→ **Set problem**
Please copy everything in the records below word for word, from the line containing "For the test set, locate each instance of the dry" down to the last line of the records, including both ends.

Point annotation records:
---+---
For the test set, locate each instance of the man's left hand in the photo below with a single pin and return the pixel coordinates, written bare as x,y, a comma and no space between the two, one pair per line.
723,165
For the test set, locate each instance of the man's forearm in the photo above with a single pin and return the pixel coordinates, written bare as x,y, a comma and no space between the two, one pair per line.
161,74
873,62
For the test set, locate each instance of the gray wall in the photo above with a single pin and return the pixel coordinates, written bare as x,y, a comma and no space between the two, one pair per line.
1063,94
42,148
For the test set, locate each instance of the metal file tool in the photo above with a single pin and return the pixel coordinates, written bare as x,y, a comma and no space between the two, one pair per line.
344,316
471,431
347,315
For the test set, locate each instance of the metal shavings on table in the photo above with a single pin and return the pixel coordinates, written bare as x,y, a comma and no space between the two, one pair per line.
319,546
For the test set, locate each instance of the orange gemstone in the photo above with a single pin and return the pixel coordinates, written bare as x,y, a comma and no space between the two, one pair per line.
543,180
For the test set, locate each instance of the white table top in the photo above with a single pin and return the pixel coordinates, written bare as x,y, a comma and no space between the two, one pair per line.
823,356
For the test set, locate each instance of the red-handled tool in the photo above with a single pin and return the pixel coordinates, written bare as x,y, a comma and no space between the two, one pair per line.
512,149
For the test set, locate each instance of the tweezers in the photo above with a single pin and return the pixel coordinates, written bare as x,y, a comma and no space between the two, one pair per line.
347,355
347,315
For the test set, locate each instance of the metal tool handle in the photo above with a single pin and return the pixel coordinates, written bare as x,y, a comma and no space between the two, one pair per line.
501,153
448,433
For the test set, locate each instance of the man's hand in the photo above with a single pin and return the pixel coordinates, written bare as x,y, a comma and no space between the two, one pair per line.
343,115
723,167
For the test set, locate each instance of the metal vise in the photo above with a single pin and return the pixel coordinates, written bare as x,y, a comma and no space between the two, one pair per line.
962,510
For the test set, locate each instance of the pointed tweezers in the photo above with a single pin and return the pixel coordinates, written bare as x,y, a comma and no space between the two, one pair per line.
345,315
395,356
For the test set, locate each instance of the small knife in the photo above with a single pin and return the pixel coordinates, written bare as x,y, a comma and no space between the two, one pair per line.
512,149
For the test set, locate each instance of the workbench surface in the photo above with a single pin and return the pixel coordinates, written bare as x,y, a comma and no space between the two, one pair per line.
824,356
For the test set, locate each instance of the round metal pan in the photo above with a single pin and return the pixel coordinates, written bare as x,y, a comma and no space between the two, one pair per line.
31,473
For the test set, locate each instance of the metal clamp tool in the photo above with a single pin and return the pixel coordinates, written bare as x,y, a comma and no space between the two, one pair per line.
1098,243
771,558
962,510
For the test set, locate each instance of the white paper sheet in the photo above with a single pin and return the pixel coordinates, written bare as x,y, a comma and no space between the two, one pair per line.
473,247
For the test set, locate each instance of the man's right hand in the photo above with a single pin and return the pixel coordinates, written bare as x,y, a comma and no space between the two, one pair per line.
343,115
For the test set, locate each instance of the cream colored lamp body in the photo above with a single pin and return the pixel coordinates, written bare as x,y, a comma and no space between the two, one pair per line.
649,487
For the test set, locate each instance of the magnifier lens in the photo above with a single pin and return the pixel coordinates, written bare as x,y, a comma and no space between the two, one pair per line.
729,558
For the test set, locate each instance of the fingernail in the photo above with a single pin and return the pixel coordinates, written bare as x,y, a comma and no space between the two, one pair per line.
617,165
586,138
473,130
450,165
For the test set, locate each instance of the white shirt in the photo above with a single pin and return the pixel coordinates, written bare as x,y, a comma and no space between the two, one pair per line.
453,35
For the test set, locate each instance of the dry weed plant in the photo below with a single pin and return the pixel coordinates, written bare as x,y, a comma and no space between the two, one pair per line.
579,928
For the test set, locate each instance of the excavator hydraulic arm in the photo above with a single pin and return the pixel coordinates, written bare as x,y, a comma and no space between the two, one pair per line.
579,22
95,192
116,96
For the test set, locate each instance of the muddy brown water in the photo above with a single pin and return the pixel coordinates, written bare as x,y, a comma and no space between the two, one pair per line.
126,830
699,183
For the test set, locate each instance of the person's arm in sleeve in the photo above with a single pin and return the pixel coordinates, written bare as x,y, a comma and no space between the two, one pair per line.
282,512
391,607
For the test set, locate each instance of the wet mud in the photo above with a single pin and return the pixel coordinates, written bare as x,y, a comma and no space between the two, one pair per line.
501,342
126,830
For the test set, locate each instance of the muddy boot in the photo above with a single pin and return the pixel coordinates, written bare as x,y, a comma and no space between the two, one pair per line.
---+---
→ **Answer for the task**
For the test set, locate each instance of the dry weed plant in the photo below with a single pin and return the pixel coordinates, written bare as x,y, a comma and no space between the two, one pair per line.
579,928
For the test set, locate each instance of the excavator hydraulic arm in the photo above with a single pin and return the pixel coordinates, written bare as x,y, a comma and no space between the two, one pair per line.
579,22
95,192
116,96
For the test set, locate each instance of the muddy brown water in the photo above with a single pin and return the pixel coordinates, written bare as x,y, a comma and no space between the two, one pair per line.
126,830
699,183
For the test set, locate each instance of the person's arm in sleeve in the photo above with a single pin and return the pixel coordinates, written bare as x,y, a comma and no space between the two, one pair per line.
282,512
391,607
For the test set, locate each instance of the wet mud in the photo above with a single pin and return the pixel coordinates, written bare as x,y, a comma and no space between the two, one pair per line.
501,342
126,830
For the test set, locate each instance of the muddy boot in the photo above with a single pin and return the pixel coordinates, written bare as x,y, a comma and no space between the two, one pair per line.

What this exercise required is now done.